• **Aim of the exercise**
The records below need to be repeated exactly, with every picture left out.

(Saved entries)

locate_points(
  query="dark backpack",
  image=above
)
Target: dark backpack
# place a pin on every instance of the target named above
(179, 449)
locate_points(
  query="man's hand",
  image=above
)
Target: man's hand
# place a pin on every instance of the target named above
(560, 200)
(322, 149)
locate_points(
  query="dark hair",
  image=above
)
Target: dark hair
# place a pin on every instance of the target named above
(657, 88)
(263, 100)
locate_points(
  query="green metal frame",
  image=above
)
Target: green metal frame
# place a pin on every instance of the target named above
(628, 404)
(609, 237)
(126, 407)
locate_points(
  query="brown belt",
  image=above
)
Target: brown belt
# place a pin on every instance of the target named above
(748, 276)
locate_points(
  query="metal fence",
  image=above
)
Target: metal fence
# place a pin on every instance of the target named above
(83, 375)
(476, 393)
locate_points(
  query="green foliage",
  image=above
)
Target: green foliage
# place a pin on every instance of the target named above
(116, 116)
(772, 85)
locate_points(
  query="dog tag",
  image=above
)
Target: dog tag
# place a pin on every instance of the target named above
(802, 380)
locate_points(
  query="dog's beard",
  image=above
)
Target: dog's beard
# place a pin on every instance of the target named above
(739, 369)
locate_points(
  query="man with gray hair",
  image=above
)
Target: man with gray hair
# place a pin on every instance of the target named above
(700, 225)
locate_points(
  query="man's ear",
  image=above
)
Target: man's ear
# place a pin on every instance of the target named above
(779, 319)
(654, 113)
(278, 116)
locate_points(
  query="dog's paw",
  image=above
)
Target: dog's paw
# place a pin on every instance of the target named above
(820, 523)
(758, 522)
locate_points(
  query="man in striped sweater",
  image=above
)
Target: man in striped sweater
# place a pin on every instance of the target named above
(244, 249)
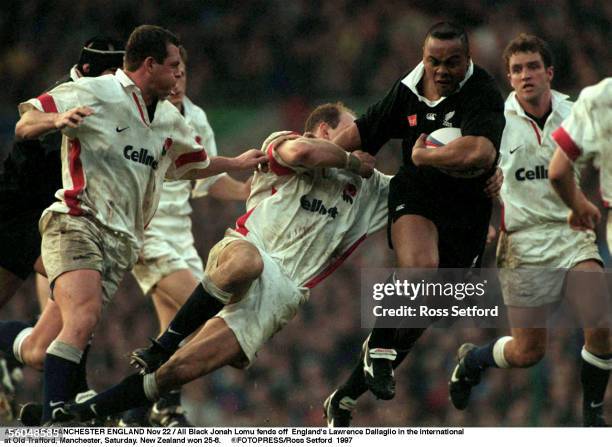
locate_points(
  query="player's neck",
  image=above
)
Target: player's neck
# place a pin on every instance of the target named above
(539, 106)
(138, 79)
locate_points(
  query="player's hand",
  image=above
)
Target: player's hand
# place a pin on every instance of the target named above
(72, 118)
(494, 184)
(585, 217)
(491, 234)
(367, 163)
(249, 160)
(418, 150)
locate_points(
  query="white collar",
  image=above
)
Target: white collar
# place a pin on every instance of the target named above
(414, 77)
(514, 106)
(74, 73)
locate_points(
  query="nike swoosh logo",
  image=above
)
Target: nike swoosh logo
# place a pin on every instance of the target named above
(368, 368)
(454, 377)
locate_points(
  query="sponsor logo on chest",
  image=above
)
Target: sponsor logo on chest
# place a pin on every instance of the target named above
(539, 173)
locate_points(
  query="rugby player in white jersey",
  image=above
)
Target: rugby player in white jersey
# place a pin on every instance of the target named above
(121, 138)
(309, 208)
(169, 267)
(585, 133)
(538, 253)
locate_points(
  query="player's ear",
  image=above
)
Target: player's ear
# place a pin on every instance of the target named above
(148, 63)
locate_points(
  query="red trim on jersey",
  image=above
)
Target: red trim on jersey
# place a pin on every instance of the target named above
(333, 266)
(275, 166)
(566, 143)
(190, 157)
(75, 167)
(502, 224)
(241, 222)
(48, 103)
(139, 108)
(535, 129)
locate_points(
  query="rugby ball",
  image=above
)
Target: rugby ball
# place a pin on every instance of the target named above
(444, 136)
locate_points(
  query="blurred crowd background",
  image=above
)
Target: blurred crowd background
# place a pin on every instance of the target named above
(258, 66)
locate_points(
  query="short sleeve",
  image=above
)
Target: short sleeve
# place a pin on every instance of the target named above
(577, 136)
(484, 114)
(185, 151)
(383, 120)
(60, 99)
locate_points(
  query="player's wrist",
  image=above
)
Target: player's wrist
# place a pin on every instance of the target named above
(352, 163)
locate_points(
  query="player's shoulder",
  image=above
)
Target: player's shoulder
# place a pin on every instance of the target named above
(597, 94)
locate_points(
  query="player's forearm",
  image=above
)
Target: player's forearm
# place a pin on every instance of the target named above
(313, 153)
(467, 152)
(227, 188)
(349, 139)
(34, 124)
(561, 177)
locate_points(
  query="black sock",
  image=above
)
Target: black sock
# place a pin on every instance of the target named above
(129, 393)
(8, 332)
(481, 358)
(594, 383)
(81, 378)
(59, 384)
(138, 415)
(199, 308)
(171, 399)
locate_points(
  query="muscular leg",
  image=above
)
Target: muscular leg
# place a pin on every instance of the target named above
(171, 293)
(78, 295)
(211, 348)
(9, 284)
(586, 288)
(238, 265)
(415, 241)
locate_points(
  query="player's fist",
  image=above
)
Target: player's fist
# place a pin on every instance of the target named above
(366, 169)
(72, 118)
(249, 160)
(584, 217)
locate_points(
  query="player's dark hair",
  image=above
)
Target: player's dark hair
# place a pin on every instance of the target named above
(528, 43)
(100, 53)
(184, 55)
(326, 113)
(449, 31)
(148, 41)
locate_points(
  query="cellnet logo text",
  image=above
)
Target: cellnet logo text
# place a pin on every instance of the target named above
(539, 173)
(140, 156)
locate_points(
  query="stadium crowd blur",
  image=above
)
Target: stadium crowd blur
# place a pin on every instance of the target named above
(289, 56)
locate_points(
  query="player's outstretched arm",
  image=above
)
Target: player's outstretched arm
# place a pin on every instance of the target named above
(319, 153)
(349, 139)
(34, 123)
(584, 215)
(468, 152)
(247, 161)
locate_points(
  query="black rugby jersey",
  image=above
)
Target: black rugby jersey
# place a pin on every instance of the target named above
(477, 108)
(32, 172)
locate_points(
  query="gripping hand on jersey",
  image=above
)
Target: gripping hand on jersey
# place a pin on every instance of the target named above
(72, 118)
(584, 216)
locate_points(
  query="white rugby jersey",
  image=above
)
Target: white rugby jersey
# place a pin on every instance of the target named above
(174, 201)
(587, 132)
(525, 151)
(114, 163)
(311, 220)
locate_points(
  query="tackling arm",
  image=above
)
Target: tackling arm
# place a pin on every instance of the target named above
(34, 123)
(466, 152)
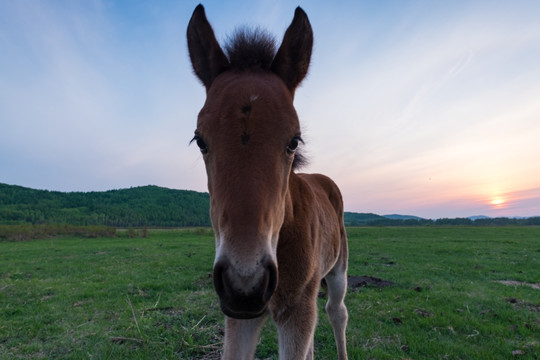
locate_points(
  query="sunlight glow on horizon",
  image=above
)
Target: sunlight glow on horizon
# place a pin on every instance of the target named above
(427, 109)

• **Answer section**
locate_points(
  query="dark backpack",
  image=above
)
Target: dark backpack
# place a pin on every instance of the target named above
(179, 449)
locate_points(
  query="man's hand",
  image=above
)
Target: man's hand
# place a pin on every instance of the target named above
(560, 200)
(322, 149)
locate_points(
  query="dark hair",
  image=above
)
Target: dark hair
# place a pin on every instance of the target named above
(657, 88)
(263, 100)
locate_points(
  query="green metal frame",
  image=above
)
Target: green metal frame
# place a pin on every instance of the target named above
(628, 404)
(609, 237)
(126, 407)
locate_points(
  query="brown belt",
  image=above
)
Target: brown belt
# place a pin on every instance of the target named above
(748, 276)
locate_points(
  query="metal fence",
  image=above
)
Target: metal fence
# place a pin on every instance of the target named above
(83, 375)
(476, 393)
locate_points(
  query="green foliage",
  image=above
)
Target: green foliage
# place a pin on every instance of the target named above
(116, 116)
(772, 85)
locate_points(
  query="dog tag",
  image=above
)
Target: dog tag
# place a pin on every instance of the target named above
(802, 380)
locate_points(
  query="dog's beard",
  image=above
)
Target: dog's beard
# place a pin on every instance of the target named above
(739, 369)
locate_points(
  query="man with gray hair",
  image=above
)
Target: man with gray hair
# place a pin on every instance of the target named above
(700, 225)
locate_points(
  query="man's ear",
  image=above
)
Target: man's ear
# place a pin on every instance of the target named above
(779, 319)
(654, 113)
(278, 116)
locate_points(
  query="dog's paw",
  image=above
)
Target: dog's paw
# place a pin on every instance of the target named above
(820, 523)
(758, 522)
locate_points(
  query="man in striped sweater",
  image=above
)
Target: man in striped sweater
# place a pin on every instance of the target named above
(244, 249)
locate_points(
  query="player's neck",
  image=above
)
Target: player's neck
# place a pin on every instance of the target named above
(539, 106)
(138, 79)
locate_points(
  query="player's hand",
  image=above
)
Target: player's hand
# place a pin on every instance of the target named above
(72, 118)
(494, 184)
(585, 217)
(491, 234)
(367, 163)
(249, 160)
(418, 150)
locate_points(
  query="white collar",
  image=above
)
Target: white collar
# place a pin on every instance of the target named above
(414, 77)
(514, 106)
(74, 73)
locate_points(
  query="nike swoosh logo",
  image=above
)
Target: nike swoosh logo
# place a pin on every instance of the target named above
(368, 368)
(454, 377)
locate_points(
  query="sponsor logo on chest",
  image=above
)
Target: sponsor logo on chest
# place a pin on every instance of the target named above
(539, 173)
locate_points(
  query="rugby player in white jersey",
  image=above
)
Target: rugby player in white jersey
# place a pin on every instance of the target named above
(121, 138)
(309, 208)
(169, 267)
(585, 133)
(538, 253)
locate_points(
  query="player's ear",
  image=above
)
Target: player's ear
# place a pin on every instance of the target named above
(148, 63)
locate_points(
  query="red trim on jersey",
  image=above
)
Target: red trim on jersey
# place a pin on every instance of the target named above
(333, 266)
(275, 166)
(566, 143)
(190, 157)
(75, 167)
(502, 224)
(241, 222)
(48, 103)
(139, 108)
(535, 129)
locate_points(
  query="rugby ball",
  image=above
)
Target: rugby ball
# place a pin on every instance of the target named above
(444, 136)
locate_points(
  query="blurred crowd background",
  image=above
)
Target: blurred crowd background
# place a pin on every instance of the target named above
(258, 66)
locate_points(
  query="short sleeve",
  image=above
)
Target: short sleeve
# place a pin on every instance of the target named above
(577, 136)
(484, 114)
(185, 151)
(383, 120)
(60, 99)
locate_points(
  query="player's wrist",
  image=above
)
Target: player's wrist
# place a pin on every instance of the target named above
(352, 163)
locate_points(
  query="player's shoulder",
  image=above
)
Target: player's shoulder
# place a pin on every instance of the target named above
(597, 94)
locate_points(
  query="player's forearm",
  image=above
)
Target: player's forearm
# place a pin on every instance of the target named above
(313, 153)
(467, 152)
(227, 188)
(349, 139)
(34, 124)
(561, 177)
locate_points(
  query="black sock",
  image=above
)
Target: black sock
# place a pin on every instance of the target named above
(129, 393)
(8, 332)
(481, 358)
(594, 383)
(81, 378)
(59, 384)
(138, 415)
(199, 308)
(171, 399)
locate_points(
  query="muscular leg",
  image=above
)
Target: muscular leg
# place a pin on every instance of the target named above
(171, 293)
(78, 295)
(211, 348)
(9, 284)
(586, 288)
(238, 265)
(415, 241)
locate_points(
  query="player's fist",
  image=above
)
Target: player's fist
# place a pin on every instance of the target named above
(366, 169)
(72, 118)
(249, 160)
(584, 217)
locate_points(
  query="player's dark hair",
  image=above
)
Target: player's dark hair
# place a pin on every instance of the target named above
(528, 43)
(100, 53)
(184, 55)
(326, 113)
(449, 31)
(148, 41)
locate_points(
  query="cellnet logo text",
  image=above
)
Target: cellnet logo text
# place a pin on every instance of the target named above
(539, 173)
(140, 156)
locate_points(
  query="stadium crowd blur",
  image=above
)
Target: stadium crowd blur
# place a pin on every instance of the target named above
(289, 56)
locate_points(
  query="player's outstretched arm",
  image=above
)
Target: player's outstretched arm
# place a pin on every instance of the target named above
(319, 153)
(349, 139)
(34, 123)
(584, 215)
(468, 152)
(247, 161)
locate_points(
  query="black rugby jersey",
  image=above
)
Target: black rugby jersey
# place a pin on every instance of the target named above
(477, 108)
(32, 172)
locate_points(
  query="gripping hand on jersey",
  image=above
)
Target: gripping hand on jersey
# place a pin on every instance of the target named above
(72, 118)
(584, 216)
locate_points(
  query="white rugby jersey",
  image=above
)
Target: white rugby jersey
# place a pin on every instance of the target named above
(174, 201)
(587, 132)
(525, 151)
(114, 163)
(311, 220)
locate_points(
  query="tackling arm",
  image=above
)
Target: tackling arm
# place a pin on every instance of the target named above
(34, 123)
(466, 152)
locate_points(
  query="sunlight glow on horizon",
  image=above
)
Target: sunlight glow on horizon
# place a pin on every instance of the target named above
(427, 109)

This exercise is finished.